[EXERCISE BRIEF]: Below are the entries; output exactly the lines from the one containing "the bald man" through the final line, inclusive.

Coordinate annotation entries
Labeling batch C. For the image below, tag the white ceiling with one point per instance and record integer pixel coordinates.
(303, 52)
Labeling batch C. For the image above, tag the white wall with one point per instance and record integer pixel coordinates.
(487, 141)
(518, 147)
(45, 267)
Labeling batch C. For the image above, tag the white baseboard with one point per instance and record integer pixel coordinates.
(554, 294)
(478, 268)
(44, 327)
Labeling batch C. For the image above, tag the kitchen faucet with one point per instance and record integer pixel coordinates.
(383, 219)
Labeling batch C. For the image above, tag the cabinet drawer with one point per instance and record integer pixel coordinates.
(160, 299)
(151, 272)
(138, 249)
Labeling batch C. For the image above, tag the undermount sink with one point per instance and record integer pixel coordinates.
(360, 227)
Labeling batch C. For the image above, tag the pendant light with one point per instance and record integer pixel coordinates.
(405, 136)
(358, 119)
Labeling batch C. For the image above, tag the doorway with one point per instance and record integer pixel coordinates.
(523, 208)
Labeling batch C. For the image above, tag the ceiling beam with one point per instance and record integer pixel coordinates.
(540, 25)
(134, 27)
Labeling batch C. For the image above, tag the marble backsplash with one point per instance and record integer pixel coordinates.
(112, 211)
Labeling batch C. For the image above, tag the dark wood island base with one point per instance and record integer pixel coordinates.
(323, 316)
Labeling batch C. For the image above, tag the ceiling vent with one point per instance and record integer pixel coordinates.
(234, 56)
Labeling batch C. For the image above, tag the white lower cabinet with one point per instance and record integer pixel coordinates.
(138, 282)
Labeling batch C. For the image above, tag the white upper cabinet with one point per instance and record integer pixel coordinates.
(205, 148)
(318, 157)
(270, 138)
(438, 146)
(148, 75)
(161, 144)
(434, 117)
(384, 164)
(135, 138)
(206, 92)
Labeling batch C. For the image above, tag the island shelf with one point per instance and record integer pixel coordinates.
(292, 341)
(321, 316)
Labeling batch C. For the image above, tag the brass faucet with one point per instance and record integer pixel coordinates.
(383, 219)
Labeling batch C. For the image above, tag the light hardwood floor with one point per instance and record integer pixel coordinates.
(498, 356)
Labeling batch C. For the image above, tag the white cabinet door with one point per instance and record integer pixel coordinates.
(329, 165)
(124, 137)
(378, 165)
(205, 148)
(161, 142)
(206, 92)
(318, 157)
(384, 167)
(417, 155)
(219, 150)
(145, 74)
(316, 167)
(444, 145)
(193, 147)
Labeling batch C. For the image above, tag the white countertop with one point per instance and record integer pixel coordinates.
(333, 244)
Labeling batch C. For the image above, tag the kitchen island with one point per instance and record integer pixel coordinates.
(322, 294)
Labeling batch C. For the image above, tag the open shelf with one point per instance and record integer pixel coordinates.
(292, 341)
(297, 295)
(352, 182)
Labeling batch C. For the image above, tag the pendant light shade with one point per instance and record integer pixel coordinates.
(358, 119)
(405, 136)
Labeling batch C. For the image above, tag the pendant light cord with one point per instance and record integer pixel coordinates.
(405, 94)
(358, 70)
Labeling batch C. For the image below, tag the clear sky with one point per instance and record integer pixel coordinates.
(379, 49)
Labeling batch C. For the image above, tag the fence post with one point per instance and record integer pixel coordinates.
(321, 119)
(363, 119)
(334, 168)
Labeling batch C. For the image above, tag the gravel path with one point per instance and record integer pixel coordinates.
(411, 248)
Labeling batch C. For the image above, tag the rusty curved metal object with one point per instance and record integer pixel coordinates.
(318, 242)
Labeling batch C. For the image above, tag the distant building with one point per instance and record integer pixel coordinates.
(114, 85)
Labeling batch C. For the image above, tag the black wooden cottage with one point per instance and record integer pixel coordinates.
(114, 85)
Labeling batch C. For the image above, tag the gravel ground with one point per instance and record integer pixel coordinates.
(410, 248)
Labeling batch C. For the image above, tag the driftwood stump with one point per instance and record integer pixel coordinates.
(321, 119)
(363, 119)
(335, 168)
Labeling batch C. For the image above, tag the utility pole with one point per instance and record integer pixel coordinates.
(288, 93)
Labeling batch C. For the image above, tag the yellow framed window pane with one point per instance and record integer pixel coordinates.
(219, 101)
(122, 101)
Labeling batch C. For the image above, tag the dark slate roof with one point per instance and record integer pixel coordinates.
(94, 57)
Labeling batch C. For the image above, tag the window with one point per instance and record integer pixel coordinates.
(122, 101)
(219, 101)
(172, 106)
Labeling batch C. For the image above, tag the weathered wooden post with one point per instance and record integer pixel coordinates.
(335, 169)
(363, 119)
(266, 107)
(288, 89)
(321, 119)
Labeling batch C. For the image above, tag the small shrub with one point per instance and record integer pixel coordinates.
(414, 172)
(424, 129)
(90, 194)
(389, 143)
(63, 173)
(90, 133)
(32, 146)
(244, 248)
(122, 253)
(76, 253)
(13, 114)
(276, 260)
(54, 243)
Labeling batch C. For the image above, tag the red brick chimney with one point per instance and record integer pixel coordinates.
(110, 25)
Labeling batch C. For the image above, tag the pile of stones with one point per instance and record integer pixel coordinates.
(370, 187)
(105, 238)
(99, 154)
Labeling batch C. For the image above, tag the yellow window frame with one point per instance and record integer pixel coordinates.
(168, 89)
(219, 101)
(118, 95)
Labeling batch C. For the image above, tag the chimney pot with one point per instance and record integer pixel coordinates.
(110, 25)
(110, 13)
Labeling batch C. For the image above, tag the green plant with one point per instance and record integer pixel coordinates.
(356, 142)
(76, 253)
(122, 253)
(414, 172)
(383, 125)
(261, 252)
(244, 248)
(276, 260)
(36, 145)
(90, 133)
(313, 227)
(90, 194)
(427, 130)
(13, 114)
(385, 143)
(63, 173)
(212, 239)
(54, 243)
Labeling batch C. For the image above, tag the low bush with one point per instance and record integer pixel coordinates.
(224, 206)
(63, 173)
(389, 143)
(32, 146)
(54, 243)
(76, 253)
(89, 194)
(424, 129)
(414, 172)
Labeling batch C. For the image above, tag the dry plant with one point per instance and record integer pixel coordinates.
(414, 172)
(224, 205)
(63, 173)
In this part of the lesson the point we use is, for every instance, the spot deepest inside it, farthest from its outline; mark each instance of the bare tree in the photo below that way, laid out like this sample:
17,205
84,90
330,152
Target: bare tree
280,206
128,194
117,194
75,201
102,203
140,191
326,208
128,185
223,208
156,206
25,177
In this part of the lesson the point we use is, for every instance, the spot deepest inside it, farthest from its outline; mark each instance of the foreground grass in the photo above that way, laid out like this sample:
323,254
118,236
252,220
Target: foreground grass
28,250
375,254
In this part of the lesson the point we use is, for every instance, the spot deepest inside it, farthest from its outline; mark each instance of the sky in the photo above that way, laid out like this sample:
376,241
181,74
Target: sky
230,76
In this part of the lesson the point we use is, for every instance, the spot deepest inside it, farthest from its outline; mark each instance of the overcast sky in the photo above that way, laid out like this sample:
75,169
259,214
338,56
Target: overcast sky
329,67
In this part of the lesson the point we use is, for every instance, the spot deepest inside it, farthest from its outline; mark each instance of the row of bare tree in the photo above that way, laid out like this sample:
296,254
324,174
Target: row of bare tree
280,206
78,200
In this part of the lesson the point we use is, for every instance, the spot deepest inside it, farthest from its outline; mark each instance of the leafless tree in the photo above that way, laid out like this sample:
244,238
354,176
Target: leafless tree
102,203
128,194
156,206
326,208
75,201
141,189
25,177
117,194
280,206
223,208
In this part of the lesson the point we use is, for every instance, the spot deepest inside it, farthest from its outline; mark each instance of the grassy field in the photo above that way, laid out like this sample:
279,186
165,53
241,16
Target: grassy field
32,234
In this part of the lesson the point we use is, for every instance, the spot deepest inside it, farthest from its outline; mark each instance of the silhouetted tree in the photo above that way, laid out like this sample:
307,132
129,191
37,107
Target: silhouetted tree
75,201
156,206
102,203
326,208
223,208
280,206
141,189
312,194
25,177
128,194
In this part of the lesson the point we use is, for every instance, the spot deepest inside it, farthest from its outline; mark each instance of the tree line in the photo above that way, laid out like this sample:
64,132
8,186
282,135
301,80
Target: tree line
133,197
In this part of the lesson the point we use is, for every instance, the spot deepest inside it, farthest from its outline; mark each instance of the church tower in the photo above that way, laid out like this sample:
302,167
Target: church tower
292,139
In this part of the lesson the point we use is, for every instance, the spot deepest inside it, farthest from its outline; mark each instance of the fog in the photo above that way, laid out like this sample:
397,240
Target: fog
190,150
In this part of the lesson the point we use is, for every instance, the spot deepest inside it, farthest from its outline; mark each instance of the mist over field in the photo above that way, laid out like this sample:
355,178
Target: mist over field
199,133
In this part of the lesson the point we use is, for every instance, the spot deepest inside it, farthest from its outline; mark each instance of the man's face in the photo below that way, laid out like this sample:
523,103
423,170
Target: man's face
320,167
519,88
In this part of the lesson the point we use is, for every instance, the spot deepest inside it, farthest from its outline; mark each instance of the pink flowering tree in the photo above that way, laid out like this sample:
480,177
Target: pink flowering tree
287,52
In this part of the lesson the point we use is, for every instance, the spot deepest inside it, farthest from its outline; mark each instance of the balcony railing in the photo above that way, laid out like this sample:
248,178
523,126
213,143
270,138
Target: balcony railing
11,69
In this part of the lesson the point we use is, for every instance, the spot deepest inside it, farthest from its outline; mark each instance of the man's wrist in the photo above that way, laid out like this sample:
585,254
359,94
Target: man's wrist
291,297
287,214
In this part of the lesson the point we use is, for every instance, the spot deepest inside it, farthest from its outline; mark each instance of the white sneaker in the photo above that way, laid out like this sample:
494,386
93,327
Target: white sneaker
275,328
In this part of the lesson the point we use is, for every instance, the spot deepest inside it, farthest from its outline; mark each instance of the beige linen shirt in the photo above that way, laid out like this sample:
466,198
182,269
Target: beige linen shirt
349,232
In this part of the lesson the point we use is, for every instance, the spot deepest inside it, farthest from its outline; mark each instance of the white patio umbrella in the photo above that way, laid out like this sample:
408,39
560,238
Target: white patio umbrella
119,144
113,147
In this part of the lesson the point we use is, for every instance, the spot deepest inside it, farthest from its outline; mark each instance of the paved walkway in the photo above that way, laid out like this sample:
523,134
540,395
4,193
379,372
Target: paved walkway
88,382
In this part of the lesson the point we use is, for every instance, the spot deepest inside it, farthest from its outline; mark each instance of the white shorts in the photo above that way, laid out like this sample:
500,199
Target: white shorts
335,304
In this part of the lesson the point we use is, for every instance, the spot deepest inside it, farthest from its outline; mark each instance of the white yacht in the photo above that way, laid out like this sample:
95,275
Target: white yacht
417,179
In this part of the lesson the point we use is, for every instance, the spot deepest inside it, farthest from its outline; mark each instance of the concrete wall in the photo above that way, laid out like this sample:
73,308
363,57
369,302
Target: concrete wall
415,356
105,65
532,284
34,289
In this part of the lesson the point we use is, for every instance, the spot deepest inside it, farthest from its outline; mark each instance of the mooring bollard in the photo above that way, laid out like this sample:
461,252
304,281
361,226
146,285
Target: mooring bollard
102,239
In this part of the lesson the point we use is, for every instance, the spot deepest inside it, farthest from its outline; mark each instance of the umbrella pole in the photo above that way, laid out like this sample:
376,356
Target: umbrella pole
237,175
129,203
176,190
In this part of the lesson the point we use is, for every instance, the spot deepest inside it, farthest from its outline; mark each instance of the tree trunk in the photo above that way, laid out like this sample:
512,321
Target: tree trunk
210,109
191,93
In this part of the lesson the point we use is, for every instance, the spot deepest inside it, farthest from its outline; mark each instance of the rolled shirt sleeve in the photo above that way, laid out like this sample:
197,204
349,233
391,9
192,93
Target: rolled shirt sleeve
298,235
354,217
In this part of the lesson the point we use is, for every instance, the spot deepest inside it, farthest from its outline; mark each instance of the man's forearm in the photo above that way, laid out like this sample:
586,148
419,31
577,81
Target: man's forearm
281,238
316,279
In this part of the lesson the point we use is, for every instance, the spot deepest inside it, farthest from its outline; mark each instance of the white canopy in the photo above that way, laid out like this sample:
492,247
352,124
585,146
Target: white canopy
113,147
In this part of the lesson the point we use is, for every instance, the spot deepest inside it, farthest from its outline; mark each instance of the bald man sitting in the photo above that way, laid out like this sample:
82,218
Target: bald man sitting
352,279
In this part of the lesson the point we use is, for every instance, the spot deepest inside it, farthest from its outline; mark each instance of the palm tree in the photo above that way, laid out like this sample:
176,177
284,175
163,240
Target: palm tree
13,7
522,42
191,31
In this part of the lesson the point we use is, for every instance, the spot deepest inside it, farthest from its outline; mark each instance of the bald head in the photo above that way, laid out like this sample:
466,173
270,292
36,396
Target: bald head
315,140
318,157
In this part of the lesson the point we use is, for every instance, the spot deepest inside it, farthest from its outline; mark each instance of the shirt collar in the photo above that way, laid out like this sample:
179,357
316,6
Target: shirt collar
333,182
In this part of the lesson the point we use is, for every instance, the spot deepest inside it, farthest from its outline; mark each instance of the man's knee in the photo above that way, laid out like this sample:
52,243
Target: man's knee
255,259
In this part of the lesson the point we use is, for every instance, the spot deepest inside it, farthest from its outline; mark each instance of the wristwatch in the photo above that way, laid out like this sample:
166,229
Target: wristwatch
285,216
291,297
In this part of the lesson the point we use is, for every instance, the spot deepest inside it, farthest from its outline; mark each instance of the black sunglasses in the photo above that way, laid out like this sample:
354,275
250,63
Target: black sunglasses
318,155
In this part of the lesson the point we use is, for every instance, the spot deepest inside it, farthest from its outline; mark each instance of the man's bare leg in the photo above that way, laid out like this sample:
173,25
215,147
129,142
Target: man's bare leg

[FINAL RESULT]:
In this part of the lesson the point we use is, for every instance, the spot deepest inside it, farthest from its outline; mark each instance of the bald man sitting in the photo above that way, laid out like this sample:
82,218
Target: bald man sitting
352,279
In this part of the lesson the point we use is, for every instance, the spot deepest inside it, farthest from its outline; mark each instance of the palm tree in the photo above that way, laid out like this sample:
176,177
284,175
163,240
Target: palm tree
13,7
522,42
191,31
In this part of the lesson the point we use is, for every instance, the spot deepest inside it, farthest from its outline; mark each instance of the bald head in the photo above that way, laid out like this sample:
466,173
270,292
36,396
Target: bald head
315,140
318,157
In this part of the lesson the point we use is, for every instance, the spot deepest inside it, farthest from its outline; mark each instance of the shirt collar in the photo above that way, laid out like this sample:
179,357
316,6
Target: shirt collar
333,182
In this part of the lesson the point we use is, for every instance, the spot deepest inside it, farthest from its outline; mark each instance of the man's knee in the photo above that way, laid out like this sample:
52,243
Target: man's knee
255,259
In this part of the lesson the point we use is, for every instance, the spot deepest inside it, farthest from its outline; mark each instance of the wristwatch in the photo above that way, laid out like this sample:
166,229
Target: wristwatch
285,216
291,297
In this part of the lesson the point we use is, for every instance, the spot deepest inside it, farthest from its outline; mark each instance of the black sunglasses in the photo above that way, laid out like this sample:
354,275
250,63
Target: black sunglasses
318,155
In this part of the lesson the point we use is, for every instance, the spot deepest inside it, farthest from its outline; mark each instance of the man's bare leg in the photo above that way, laid out like this sample:
173,25
215,147
129,142
Target: man's bare leg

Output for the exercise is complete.